━━━━━ Material ━━━━━

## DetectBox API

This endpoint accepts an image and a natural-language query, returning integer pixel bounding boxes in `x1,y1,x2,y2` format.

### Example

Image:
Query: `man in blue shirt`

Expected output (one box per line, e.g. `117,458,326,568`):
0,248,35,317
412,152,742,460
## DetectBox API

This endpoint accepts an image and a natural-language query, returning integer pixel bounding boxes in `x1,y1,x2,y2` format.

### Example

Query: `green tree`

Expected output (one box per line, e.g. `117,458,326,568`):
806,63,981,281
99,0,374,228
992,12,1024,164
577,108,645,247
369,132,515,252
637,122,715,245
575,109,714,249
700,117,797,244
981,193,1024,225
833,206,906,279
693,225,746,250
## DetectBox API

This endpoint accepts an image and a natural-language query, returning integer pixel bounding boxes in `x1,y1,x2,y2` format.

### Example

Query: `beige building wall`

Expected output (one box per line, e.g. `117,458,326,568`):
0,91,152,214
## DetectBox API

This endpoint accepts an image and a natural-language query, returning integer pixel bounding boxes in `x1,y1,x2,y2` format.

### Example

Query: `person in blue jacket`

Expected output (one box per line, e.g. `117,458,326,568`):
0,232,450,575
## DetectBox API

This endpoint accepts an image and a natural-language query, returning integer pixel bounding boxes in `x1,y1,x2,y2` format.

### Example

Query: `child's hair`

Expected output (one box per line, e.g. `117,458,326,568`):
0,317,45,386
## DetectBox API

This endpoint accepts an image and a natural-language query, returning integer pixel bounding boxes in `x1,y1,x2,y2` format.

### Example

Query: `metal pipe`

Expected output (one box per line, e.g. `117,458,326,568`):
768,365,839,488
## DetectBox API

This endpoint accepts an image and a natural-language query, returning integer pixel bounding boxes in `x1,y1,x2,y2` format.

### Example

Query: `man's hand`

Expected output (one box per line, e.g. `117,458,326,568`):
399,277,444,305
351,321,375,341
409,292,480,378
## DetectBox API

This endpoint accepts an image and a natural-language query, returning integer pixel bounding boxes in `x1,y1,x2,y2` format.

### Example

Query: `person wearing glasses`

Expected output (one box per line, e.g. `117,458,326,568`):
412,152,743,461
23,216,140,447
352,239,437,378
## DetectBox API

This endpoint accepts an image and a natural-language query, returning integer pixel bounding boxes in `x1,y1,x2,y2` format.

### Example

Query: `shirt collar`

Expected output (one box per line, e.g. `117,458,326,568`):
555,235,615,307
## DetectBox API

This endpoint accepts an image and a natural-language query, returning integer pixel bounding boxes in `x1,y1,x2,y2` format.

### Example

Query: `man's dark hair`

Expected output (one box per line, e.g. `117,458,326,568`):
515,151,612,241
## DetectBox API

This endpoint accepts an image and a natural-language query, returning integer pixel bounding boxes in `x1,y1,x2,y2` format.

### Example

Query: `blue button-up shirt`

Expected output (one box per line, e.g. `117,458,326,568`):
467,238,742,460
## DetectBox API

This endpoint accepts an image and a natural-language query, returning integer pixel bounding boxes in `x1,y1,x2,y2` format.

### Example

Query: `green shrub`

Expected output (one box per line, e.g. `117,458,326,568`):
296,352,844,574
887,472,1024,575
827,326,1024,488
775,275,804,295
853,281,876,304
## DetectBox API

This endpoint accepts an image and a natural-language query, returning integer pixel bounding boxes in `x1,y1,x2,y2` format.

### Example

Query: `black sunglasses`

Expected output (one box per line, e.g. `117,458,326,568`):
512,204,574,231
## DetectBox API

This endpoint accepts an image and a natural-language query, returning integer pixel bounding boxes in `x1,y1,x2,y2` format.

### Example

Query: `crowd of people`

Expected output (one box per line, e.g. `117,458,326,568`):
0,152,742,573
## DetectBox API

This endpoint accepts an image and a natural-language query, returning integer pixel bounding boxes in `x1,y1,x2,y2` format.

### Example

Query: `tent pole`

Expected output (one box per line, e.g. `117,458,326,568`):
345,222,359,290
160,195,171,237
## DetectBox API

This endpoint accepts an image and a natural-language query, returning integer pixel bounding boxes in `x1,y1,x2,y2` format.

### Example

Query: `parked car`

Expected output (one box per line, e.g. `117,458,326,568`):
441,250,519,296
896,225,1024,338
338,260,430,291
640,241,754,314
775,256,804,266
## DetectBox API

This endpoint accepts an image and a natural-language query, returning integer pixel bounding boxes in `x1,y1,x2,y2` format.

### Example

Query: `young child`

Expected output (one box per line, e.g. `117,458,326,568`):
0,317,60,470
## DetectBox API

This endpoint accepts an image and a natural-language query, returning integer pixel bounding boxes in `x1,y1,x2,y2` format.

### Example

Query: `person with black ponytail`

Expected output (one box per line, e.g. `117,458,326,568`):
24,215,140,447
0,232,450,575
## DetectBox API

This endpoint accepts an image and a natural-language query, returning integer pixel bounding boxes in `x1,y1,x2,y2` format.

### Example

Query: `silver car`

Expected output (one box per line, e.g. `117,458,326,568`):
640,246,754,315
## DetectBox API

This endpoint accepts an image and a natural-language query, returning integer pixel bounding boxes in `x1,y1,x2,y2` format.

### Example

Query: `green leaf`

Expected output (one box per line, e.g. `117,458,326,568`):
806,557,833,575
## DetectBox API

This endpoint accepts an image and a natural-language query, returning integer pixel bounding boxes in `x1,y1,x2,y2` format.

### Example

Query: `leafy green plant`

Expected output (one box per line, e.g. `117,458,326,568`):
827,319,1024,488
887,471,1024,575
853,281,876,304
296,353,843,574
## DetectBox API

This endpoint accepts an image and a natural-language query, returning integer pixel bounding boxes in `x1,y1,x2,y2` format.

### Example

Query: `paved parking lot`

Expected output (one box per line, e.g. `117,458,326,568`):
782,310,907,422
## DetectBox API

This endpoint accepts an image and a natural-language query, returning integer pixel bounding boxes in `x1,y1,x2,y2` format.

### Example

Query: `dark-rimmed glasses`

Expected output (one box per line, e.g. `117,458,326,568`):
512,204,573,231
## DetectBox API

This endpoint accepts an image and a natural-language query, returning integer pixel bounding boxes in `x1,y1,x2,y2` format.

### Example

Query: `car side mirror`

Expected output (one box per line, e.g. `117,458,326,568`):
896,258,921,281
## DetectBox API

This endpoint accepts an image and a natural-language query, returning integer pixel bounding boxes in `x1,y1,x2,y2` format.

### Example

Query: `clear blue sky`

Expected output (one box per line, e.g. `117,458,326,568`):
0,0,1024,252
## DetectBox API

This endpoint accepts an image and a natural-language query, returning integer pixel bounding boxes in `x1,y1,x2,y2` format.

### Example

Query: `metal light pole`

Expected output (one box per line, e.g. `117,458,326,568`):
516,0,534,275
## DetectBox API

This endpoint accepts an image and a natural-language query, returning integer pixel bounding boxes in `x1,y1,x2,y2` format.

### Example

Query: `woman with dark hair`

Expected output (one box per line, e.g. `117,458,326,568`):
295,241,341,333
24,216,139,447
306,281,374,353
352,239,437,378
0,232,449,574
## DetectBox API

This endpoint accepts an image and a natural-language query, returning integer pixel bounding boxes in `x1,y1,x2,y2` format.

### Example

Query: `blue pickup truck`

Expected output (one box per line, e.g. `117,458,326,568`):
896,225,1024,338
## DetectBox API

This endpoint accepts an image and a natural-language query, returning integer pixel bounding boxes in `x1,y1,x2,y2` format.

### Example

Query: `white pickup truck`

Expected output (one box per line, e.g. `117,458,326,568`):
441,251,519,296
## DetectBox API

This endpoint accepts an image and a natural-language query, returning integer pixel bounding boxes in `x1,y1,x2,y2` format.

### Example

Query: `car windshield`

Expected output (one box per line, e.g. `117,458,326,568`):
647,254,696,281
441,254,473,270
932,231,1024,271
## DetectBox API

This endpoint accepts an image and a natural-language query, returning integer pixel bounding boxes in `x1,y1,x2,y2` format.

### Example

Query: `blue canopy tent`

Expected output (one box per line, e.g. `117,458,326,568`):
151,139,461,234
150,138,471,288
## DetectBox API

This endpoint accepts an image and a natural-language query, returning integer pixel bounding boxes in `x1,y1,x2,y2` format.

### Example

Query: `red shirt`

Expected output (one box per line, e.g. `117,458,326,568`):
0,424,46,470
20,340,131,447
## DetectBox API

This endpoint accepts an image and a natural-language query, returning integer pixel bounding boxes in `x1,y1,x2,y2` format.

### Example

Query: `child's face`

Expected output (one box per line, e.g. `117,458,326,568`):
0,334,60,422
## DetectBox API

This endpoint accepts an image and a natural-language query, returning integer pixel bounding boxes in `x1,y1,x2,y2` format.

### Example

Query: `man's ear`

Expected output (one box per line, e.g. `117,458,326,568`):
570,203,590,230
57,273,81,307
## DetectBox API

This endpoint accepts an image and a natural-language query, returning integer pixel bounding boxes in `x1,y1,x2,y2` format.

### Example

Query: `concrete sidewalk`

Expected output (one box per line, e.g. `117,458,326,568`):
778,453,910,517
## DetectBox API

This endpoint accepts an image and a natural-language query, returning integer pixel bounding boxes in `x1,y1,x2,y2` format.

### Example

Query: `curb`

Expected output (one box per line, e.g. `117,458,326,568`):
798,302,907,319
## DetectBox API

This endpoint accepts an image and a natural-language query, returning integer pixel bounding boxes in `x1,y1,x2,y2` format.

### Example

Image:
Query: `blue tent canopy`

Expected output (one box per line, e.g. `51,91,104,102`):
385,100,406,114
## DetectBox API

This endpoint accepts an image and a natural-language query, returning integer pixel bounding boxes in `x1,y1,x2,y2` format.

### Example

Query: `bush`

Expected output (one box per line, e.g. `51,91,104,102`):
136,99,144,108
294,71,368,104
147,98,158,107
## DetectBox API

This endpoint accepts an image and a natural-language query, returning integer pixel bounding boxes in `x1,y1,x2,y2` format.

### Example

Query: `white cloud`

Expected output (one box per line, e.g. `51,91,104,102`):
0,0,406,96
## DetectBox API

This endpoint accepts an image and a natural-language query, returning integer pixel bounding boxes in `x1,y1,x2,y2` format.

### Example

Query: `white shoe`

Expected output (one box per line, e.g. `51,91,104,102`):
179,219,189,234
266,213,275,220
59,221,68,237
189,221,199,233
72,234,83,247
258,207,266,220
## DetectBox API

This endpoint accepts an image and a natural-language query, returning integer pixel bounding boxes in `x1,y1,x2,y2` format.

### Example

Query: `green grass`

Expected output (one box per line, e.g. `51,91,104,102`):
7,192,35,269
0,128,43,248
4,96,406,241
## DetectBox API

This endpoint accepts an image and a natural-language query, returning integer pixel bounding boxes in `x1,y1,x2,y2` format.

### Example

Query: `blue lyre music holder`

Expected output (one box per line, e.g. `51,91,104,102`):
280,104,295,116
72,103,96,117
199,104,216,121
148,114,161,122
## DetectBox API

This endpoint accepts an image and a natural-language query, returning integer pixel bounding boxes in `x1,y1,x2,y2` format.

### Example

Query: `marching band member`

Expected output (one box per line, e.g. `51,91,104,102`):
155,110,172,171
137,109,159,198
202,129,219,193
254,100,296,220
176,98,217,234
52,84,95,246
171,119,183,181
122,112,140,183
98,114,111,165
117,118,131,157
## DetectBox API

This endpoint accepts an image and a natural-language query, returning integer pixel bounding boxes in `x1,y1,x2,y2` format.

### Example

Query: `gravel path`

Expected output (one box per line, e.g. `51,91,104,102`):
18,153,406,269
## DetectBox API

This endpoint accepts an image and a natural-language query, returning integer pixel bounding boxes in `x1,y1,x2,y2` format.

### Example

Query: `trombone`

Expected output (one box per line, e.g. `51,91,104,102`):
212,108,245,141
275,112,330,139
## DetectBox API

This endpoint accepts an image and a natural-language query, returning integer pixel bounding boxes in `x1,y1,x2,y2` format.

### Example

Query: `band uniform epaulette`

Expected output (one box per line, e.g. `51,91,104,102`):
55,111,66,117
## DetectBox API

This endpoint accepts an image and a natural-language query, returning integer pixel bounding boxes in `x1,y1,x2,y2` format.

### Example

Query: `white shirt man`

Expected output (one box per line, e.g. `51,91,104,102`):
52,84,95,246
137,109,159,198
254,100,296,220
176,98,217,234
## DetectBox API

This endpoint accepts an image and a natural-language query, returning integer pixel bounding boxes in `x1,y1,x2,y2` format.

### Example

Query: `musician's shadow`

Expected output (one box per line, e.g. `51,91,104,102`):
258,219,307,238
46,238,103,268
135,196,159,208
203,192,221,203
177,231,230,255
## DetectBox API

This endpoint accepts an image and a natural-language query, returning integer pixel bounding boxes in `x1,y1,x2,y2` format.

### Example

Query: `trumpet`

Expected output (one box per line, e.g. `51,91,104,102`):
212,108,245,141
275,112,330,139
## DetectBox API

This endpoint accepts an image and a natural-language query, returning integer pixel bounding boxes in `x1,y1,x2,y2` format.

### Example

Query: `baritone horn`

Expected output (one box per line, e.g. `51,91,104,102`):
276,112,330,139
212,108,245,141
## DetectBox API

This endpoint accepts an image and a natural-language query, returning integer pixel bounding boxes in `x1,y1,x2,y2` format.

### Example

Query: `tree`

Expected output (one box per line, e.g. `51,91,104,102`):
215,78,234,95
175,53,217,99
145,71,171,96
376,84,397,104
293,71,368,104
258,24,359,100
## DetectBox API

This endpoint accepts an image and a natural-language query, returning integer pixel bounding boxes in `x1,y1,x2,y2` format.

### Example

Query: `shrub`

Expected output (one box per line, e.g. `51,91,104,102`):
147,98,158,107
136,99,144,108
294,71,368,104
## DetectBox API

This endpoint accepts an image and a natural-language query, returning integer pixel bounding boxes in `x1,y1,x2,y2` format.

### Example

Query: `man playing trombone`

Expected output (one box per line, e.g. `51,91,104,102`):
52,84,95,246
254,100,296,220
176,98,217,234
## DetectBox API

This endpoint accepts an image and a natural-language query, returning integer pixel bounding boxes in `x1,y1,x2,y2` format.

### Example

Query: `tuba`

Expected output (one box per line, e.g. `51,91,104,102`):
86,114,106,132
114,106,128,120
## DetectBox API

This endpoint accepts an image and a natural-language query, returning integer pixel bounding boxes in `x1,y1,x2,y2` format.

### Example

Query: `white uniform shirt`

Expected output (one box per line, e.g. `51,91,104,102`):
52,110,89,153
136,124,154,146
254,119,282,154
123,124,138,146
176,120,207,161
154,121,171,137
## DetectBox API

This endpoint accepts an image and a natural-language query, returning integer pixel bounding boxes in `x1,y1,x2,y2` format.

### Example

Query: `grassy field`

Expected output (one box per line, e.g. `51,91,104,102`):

━━━━━

• [Your goal]: Reproduce, word for word, the data from its first line through the line containing "412,152,742,460", with both of those lines included.

• [The response]:
## DetectBox API

This endpoint accepts an image and a natural-language query, returning integer pixel bounding boxes in `x1,y1,x2,y2` format.

### Example

Image:
Query: `man in blue shirt`

Expected output (one box per line, e.g. `117,458,326,568`):
0,248,35,317
412,152,742,460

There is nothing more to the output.